* _Work instructions_
Please summarize the mailing-list reply below in two sentences.

* _Text extract_
All of lore.kernel.org
 help / color / mirror / Atom feed
From: SeongJae Park <sj@kernel.org>
To: SeongJae Park <sj@kernel.org>
Cc: Ravi Jonnalagadda <ravis.opensrc@gmail.com>,
	damon@lists.linux.dev, linux-mm@kvack.org,
	linux-kernel@vger.kernel.org, linux-doc@vger.kernel.org,
	akpm@linux-foundation.org, corbet@lwn.net, bijan311@gmail.com,
	ajayjoshi@micron.com, honggyu.kim@sk.com, yunjeong.mun@sk.com
Subject: Re: (sashiko review) [PATCH v6 1/1] mm/damon: add node_eligible_mem_bp and node_ineligible_mem_bp goal metrics
Date: Tue,  7 Apr 2026 09:05:44 -0700	[thread overview]
Message-ID: <20260407160546.52220-1-sj@kernel.org> (raw)
In-Reply-To: <20260407001310.78557-1-sj@kernel.org>

Adding another thought at the end of the mail without cutting the previous
unrelated questions, so that Ravi can answer all my questions at once.

On Mon,  6 Apr 2026 17:13:08 -0700 SeongJae Park <sj@kernel.org> wrote:

> On Mon, 6 Apr 2026 12:47:56 -0700 Ravi Jonnalagadda <ravis.opensrc@gmail.com> wrote:
> 
> > On Sun, Apr 5, 2026 at 3:45 PM SeongJae Park <sj@kernel.org> wrote:
> > >
> > >
> > > Ravi, thank you for reposting this patch after the rebase.  This time sashiko
> > > was able to review this, and found good points including things that deserve
> > > another revision of this patch.
> > >
> > > Forwarding full sashiko review in a reply format with my inline comments below,
> > > for sharing details of my view and doing followup discussions via mails.  Ravi,
> > > could you please reply?
> > >
> > 
> > Thanks SJ, providing your comments on top of sashiko's review is very helpful.
> 
> I'm glad to hear that it is working for you :)

* _Extracted material_
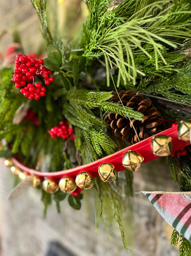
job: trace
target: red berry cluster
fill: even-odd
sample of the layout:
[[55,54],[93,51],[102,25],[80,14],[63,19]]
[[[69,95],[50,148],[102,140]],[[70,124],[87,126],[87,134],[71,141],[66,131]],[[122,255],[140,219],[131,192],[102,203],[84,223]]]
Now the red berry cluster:
[[31,120],[35,125],[38,126],[40,124],[38,121],[38,118],[37,116],[35,116],[35,113],[34,113],[31,109],[29,109],[28,110],[25,117],[26,118],[28,118],[30,120]]
[[[53,127],[48,131],[48,133],[53,139],[56,137],[61,137],[62,139],[66,139],[71,136],[74,131],[74,129],[68,126],[68,122],[67,120],[61,121],[59,125]],[[71,139],[74,140],[74,137],[72,136]]]
[[[37,75],[42,76],[45,79],[44,84],[46,85],[48,85],[54,81],[53,77],[49,77],[52,71],[42,66],[44,60],[18,54],[16,56],[15,63],[16,68],[12,79],[12,81],[15,83],[15,87],[20,88],[25,86],[20,89],[20,92],[25,97],[28,97],[30,99],[38,100],[40,96],[45,96],[45,87],[42,86],[40,83],[34,84],[34,77]],[[25,86],[27,82],[32,82],[33,83],[28,84]]]
[[171,156],[173,157],[174,157],[175,156],[186,156],[187,154],[187,151],[185,149],[185,148],[182,148],[180,149],[178,149],[177,151],[172,153]]

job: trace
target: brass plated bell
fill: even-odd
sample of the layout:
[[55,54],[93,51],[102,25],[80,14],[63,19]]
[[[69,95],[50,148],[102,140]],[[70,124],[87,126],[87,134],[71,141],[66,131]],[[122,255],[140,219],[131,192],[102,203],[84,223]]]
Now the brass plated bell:
[[28,174],[27,172],[25,172],[21,171],[19,175],[19,177],[20,181],[23,181],[26,179],[27,176]]
[[181,121],[178,125],[178,138],[185,142],[190,141],[191,134],[191,120]]
[[126,169],[133,171],[137,171],[144,161],[143,157],[136,151],[128,150],[124,155],[122,164]]
[[62,191],[68,193],[74,191],[76,188],[75,180],[71,177],[64,177],[59,181],[59,187]]
[[42,183],[42,187],[45,191],[50,194],[55,193],[59,189],[57,184],[49,179],[44,180]]
[[88,189],[94,185],[94,179],[91,176],[89,172],[82,172],[76,176],[76,183],[78,187],[82,189]]
[[151,149],[158,156],[167,156],[172,151],[172,138],[166,135],[157,135],[151,140]]
[[108,163],[105,163],[98,167],[100,178],[103,181],[113,182],[117,178],[118,172],[114,169],[114,166]]

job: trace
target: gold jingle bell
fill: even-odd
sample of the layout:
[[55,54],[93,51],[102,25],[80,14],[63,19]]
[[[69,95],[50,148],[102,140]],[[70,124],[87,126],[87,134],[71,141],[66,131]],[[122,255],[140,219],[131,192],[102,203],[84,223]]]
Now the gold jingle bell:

* _Solution below_
SeongJae Park replies on April 7, 2026, about a patch adding node_eligible_mem_bp and node_ineligible_mem_bp goal metrics to DAMON, adding another thought at the end while keeping his earlier questions so that Ravi can answer them all at once. Those earlier messages show that sashiko reviewed the rebased patch and found points deserving another revision, and that SeongJae forwarded that review with his inline comments, which Ravi called very helpful.